Records from a dataset
● ● ● ● ●

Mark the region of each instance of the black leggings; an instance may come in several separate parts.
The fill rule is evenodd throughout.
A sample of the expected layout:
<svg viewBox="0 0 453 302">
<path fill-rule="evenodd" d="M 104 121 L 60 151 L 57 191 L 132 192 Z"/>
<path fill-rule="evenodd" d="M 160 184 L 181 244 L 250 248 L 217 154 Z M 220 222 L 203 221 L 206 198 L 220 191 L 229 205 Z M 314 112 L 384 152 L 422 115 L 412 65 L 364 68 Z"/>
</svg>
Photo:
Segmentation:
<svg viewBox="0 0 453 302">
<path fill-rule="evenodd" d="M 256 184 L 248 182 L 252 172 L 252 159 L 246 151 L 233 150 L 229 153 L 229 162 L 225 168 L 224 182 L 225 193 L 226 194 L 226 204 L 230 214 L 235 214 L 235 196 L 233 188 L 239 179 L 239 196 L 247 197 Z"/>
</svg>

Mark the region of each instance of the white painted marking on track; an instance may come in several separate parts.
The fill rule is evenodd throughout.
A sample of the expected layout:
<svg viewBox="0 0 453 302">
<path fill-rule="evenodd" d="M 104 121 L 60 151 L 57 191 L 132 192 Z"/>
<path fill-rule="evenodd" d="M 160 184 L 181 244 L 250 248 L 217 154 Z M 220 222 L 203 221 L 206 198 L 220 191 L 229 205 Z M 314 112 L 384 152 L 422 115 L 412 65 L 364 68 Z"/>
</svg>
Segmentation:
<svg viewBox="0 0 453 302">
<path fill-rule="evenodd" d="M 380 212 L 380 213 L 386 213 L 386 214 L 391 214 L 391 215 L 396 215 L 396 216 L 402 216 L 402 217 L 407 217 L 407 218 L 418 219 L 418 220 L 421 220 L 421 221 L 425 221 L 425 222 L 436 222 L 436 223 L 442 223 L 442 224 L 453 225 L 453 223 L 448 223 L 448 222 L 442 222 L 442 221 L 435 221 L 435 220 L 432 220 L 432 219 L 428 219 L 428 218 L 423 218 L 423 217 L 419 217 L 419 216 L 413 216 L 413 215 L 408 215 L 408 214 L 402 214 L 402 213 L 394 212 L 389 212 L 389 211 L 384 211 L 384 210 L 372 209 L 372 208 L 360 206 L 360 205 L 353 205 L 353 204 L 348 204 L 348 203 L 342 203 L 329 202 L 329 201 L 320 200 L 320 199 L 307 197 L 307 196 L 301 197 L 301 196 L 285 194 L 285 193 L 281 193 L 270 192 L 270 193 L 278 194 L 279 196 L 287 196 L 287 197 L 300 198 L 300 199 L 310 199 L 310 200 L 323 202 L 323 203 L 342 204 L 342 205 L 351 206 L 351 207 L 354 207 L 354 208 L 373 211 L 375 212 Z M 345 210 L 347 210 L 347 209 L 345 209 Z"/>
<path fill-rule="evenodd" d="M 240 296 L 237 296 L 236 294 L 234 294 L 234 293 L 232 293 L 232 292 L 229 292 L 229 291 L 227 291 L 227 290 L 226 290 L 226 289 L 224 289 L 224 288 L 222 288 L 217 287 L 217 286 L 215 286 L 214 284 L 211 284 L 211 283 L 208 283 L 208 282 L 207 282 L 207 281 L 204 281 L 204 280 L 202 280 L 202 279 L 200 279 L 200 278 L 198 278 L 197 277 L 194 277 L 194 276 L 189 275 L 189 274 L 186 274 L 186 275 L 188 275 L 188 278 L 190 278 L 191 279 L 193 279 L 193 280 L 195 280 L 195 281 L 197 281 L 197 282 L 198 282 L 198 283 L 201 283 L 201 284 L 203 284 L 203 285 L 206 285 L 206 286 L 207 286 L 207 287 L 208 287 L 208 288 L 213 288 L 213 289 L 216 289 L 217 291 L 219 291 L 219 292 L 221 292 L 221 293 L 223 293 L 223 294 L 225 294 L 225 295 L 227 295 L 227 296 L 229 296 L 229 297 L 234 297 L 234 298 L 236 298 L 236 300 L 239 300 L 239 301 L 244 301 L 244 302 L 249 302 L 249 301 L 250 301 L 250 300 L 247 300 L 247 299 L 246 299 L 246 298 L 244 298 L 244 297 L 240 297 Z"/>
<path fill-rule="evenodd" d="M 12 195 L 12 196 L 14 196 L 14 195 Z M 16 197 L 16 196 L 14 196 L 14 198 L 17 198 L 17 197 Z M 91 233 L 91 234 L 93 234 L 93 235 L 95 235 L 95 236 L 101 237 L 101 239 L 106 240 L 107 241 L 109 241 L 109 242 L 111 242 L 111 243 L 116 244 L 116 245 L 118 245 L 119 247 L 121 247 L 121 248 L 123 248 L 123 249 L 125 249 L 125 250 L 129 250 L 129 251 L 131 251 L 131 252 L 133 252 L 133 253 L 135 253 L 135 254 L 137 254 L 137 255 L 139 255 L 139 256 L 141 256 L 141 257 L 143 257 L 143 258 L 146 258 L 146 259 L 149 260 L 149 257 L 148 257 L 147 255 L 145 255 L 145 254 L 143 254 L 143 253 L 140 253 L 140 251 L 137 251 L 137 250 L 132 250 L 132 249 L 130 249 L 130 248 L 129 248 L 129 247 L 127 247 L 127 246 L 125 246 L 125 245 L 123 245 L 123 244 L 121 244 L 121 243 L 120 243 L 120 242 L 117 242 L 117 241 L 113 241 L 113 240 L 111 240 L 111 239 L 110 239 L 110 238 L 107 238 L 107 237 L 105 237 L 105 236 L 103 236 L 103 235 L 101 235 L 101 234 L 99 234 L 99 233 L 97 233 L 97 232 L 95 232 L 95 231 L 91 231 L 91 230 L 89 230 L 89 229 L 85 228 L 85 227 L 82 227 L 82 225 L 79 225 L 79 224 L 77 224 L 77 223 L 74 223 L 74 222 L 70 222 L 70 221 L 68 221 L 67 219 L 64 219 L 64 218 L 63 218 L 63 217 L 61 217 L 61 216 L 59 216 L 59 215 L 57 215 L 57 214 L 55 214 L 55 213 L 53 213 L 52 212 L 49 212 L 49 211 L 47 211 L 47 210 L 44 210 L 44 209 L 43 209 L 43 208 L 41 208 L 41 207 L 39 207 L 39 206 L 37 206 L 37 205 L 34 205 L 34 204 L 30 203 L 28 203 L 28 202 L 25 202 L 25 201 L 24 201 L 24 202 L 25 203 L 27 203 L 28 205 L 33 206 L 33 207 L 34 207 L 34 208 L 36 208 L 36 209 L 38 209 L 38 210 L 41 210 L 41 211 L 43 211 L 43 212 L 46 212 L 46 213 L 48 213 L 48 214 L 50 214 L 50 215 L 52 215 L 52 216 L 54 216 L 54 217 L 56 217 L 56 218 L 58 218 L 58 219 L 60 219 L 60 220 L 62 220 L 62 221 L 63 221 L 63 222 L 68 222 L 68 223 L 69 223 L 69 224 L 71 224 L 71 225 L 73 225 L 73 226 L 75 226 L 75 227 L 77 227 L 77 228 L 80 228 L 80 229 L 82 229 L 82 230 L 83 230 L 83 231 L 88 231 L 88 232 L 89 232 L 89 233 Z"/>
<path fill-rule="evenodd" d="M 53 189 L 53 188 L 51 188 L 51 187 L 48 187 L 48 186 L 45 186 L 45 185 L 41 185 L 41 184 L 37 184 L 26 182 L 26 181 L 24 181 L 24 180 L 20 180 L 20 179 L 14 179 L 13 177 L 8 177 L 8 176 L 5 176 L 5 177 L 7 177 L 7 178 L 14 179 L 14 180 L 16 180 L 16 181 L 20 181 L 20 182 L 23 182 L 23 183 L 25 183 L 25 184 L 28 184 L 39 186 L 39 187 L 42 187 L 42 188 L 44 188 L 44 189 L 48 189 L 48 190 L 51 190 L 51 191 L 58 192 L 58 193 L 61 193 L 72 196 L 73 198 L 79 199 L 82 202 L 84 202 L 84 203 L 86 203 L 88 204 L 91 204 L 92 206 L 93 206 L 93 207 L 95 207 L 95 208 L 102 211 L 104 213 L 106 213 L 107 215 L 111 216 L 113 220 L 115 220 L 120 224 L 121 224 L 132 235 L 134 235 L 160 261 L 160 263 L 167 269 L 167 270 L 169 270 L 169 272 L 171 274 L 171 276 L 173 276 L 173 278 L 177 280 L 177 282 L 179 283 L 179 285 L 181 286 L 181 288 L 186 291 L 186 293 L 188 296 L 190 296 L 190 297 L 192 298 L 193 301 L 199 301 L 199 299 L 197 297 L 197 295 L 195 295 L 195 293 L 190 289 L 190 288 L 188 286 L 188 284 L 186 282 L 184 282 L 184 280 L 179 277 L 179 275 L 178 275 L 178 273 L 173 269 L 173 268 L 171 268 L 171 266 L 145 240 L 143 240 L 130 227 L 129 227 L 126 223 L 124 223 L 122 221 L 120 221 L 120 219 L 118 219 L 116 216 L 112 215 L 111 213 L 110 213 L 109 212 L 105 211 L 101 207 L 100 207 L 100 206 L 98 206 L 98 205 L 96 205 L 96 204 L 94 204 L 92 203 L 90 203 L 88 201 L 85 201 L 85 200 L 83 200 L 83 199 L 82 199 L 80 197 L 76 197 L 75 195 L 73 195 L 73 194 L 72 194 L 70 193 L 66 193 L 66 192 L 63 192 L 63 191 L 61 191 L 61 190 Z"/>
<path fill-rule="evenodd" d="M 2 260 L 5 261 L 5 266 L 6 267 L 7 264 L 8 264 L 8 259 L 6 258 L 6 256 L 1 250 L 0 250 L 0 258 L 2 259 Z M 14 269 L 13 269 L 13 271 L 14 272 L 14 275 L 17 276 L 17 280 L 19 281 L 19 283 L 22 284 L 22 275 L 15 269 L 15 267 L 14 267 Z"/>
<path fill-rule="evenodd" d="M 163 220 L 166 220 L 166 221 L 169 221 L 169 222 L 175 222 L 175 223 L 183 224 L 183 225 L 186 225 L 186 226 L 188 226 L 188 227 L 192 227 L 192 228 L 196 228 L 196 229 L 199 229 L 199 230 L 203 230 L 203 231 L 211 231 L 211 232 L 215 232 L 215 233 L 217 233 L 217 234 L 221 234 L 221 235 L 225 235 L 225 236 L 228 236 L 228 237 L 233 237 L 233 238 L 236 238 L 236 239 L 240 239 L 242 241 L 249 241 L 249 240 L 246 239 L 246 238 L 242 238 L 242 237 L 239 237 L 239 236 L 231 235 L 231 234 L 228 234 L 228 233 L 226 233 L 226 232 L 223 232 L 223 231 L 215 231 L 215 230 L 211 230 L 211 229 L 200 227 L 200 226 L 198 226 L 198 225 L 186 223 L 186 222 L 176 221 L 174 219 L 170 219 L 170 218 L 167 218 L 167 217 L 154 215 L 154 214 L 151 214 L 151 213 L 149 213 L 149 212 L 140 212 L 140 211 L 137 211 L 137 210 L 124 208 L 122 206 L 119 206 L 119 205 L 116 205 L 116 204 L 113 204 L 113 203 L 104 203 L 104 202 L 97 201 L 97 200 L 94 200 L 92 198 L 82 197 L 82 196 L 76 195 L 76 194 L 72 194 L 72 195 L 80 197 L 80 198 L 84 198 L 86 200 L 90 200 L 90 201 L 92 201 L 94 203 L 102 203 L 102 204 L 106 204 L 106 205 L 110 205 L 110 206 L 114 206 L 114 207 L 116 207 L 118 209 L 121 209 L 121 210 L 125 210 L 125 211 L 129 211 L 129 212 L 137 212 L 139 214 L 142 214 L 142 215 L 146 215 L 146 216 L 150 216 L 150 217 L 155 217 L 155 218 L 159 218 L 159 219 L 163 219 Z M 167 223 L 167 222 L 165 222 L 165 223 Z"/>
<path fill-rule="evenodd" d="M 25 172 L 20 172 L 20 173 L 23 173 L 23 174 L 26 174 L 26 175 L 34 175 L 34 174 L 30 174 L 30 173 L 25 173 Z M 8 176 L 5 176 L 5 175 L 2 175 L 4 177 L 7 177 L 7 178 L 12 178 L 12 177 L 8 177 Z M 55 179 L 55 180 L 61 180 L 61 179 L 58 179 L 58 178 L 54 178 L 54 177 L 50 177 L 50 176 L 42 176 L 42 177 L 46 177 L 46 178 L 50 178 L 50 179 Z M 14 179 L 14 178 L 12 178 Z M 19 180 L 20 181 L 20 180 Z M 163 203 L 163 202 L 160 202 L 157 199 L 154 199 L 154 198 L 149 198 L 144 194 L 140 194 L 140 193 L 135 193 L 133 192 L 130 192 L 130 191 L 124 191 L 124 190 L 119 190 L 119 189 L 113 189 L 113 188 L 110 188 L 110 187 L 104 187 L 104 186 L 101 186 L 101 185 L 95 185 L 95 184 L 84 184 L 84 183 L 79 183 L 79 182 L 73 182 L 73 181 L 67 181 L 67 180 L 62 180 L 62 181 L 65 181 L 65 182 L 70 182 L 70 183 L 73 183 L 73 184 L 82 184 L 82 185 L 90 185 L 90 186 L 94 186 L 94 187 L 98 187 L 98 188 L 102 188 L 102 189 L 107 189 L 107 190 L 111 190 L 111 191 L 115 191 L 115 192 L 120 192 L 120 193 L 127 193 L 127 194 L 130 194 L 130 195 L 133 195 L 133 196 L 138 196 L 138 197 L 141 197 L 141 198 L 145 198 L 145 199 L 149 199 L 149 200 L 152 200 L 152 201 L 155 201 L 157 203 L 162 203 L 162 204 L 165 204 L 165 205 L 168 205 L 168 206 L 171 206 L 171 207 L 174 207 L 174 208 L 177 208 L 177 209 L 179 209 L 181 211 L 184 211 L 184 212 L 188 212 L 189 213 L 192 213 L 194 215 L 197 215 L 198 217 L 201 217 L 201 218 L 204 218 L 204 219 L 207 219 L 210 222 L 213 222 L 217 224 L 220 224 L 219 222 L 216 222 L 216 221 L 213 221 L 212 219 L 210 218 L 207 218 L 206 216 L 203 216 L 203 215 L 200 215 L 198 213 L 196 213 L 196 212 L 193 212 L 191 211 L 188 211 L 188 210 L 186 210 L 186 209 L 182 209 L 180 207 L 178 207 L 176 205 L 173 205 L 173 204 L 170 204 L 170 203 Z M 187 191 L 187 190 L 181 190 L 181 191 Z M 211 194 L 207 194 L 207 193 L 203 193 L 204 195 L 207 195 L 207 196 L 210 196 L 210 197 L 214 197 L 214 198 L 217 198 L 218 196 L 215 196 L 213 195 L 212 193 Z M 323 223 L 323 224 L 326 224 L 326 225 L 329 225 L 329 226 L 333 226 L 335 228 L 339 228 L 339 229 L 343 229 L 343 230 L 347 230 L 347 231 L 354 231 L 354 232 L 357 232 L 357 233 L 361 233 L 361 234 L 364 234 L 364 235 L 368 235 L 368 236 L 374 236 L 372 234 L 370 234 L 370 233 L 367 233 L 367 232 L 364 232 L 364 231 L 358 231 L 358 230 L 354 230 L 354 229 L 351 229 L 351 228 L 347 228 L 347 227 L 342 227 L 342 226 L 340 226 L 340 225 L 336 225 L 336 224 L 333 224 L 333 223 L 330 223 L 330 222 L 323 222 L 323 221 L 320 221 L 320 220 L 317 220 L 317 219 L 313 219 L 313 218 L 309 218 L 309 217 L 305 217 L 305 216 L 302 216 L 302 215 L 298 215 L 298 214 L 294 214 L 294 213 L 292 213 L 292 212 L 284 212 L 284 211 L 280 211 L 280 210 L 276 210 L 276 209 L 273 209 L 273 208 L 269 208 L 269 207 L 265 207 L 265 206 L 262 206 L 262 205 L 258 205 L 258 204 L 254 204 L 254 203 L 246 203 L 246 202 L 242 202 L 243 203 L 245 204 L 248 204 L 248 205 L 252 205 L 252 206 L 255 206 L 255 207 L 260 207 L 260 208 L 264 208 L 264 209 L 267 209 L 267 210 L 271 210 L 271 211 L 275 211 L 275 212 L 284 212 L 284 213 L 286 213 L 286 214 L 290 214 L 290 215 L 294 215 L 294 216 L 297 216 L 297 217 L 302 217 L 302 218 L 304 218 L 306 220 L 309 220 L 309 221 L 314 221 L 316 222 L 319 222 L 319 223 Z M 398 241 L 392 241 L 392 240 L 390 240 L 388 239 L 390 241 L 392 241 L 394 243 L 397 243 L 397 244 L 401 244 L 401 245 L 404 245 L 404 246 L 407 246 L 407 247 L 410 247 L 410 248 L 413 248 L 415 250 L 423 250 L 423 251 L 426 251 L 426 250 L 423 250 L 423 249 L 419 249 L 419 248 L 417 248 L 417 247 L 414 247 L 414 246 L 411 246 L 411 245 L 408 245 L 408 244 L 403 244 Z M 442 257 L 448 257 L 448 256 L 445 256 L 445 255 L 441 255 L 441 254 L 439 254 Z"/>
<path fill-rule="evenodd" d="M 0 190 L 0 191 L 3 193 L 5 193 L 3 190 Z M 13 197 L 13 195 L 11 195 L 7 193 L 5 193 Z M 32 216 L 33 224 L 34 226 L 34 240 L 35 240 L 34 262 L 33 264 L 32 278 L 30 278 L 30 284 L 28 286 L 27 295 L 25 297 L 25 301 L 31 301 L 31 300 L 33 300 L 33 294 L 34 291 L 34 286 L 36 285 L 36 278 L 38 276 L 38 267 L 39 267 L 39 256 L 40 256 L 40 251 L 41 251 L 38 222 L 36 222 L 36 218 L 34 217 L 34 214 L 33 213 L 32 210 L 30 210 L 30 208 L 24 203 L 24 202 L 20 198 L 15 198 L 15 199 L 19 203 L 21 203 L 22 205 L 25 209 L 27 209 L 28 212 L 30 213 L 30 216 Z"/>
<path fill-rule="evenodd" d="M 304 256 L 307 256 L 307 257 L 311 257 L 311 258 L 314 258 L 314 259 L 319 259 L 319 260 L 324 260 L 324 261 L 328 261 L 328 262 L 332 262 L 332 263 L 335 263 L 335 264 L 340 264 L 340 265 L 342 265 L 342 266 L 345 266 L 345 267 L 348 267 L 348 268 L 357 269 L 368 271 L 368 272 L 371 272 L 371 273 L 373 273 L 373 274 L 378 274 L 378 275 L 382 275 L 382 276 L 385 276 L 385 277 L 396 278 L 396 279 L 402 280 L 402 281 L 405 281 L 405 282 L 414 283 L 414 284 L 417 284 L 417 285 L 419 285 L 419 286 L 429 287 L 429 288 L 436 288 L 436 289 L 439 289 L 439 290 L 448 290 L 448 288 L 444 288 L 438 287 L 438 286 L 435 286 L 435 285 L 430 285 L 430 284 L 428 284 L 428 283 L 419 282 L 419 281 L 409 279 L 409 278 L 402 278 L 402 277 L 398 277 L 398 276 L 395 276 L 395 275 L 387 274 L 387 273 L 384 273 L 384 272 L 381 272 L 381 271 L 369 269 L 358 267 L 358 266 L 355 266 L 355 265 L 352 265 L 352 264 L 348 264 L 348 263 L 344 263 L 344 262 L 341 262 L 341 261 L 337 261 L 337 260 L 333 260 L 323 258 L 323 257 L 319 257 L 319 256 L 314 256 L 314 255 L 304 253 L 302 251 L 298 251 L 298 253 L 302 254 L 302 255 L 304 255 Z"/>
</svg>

● ● ● ● ●

> Exercise requirements
Find every line in the records above that contains the string "several", and copy each such line in full.

> Problem solution
Mark the region of each instance of the black leggings; an instance may come in several separate parts.
Mark the region of each instance of the white painted marking on track; an instance may come in several separate parts.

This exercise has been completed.